The COVID-19 pandemic forced a hiatus in 2020, but the festival returned in 2021 with an even more ambitious production. That edition set a Guinness World Record for the tallest stage structure ever constructed at a music festival, reaching 135 feet and 5 inches. The record was not merely a publicity stunt — it established Soundstorm’s identity as a festival where production values would always push the boundaries of what had been attempted before.

Growth Trajectory: From 450K to 700K and Beyond

The numbers tell a story of relentless expansion:

2019 (Inaugural Edition): 450,000 attendees. The festival introduced Saudi Arabia to the concept of a multi-day, multi-stage music event at international scale. The lineup leaned heavily on electronic and dance music, reflecting MDLBEAST’s roots in DJ culture, but the audience response made clear that demand extended across genres.

2021 (Second Edition): Return from the pandemic hiatus. The Guinness World Record for the tallest stage — 135 feet 5 inches — established Soundstorm as a production-first festival willing to invest in spectacle at a level that few events anywhere in the world attempted.

2022 (Third Edition): 600,000 attendees across seven stages with more than 200 acts. Headliners included Bruno Mars, Post Malone, Steve Aoki, and DJ Khaled. The festival set another Guinness World Record, this time for the most flame projections at a single event. Critically, 63 percent of total festival spending was allocated to Saudi businesses, artists, and employees — a metric that demonstrated the event’s value as an economic engine, not merely a spectacle.

———

» **EXERCISE OBJECTIVE**
In the Soundstorm excerpt, what percentage of total festival spending in 2022 went to Saudi businesses, artists, and employees?

[Referring expression data]
———

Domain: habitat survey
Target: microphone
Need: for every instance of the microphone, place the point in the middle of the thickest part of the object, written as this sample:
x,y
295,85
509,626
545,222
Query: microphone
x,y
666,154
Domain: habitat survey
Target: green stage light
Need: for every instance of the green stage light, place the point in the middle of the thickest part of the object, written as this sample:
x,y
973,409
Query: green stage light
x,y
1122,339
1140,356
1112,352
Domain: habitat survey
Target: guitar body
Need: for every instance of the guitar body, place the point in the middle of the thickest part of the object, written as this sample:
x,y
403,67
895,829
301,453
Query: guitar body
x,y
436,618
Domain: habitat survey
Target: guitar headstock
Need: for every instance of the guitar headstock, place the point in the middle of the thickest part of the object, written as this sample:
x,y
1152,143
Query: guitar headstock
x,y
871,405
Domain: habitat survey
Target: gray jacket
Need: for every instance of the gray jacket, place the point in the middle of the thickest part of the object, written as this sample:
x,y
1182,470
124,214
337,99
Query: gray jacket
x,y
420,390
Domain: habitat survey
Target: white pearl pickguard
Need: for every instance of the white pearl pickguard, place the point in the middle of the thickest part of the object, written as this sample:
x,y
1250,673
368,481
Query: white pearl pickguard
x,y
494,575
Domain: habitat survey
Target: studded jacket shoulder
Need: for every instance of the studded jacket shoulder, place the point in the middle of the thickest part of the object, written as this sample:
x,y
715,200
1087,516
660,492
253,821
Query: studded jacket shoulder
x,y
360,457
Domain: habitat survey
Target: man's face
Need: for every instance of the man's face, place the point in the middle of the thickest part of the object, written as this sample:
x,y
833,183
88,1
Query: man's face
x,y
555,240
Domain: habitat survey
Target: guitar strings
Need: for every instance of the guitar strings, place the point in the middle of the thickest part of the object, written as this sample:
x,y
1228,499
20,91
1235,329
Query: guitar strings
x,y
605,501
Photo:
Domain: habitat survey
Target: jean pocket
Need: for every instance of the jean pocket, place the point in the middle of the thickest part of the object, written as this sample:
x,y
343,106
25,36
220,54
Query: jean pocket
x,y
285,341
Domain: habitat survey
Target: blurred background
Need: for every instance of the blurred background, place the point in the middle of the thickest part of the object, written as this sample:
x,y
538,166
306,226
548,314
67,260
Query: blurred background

———

» **SOLUTION FOR THIS EXERCISE**
63 percent